▶ _Data_:
>> Start
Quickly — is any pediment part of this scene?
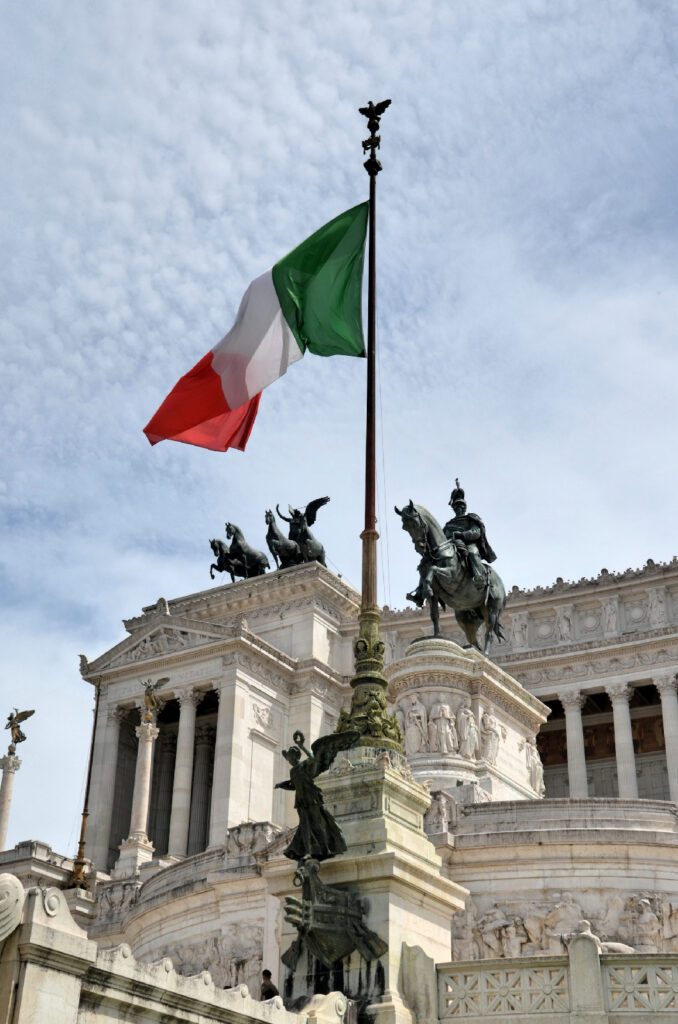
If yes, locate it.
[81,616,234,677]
>> End
>> Start
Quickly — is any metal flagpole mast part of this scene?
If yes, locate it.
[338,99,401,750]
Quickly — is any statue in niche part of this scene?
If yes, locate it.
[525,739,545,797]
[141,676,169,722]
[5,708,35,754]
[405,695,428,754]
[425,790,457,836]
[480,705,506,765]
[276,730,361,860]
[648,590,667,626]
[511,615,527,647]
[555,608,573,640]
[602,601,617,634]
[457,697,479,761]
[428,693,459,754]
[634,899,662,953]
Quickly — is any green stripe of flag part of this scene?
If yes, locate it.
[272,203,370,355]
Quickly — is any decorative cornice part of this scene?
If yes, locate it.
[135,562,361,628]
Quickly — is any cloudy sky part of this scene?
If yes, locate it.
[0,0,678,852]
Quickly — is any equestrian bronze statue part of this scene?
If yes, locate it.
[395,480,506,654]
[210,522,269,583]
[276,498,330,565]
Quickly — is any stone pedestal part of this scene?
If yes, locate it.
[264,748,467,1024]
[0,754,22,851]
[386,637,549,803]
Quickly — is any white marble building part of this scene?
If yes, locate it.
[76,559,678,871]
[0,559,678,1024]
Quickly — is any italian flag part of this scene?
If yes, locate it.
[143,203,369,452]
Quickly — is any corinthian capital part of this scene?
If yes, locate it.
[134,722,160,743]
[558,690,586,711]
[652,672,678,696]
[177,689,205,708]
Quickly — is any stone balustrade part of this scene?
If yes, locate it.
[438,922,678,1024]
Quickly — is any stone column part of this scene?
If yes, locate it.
>> End
▶ _Task objective_: Return everything from the line containing "Quickly — is any equestrian" down to the line containing "[143,203,369,452]", copied line for line with nothing changed.

▶ _Full output_:
Quickly — is any equestrian bronze statue part of this scene?
If yes, locate it.
[395,480,506,654]
[210,522,269,583]
[276,498,330,565]
Quickly — is any stone pedestal part of this scene?
If yes, locate it.
[264,748,467,1024]
[0,754,22,851]
[386,637,549,803]
Quickly — is any white marble building part of this scene?
If yes, locate it.
[76,559,678,871]
[0,559,678,1024]
Quickly — is any italian flag part of this scene?
If yes, locate it.
[143,203,369,452]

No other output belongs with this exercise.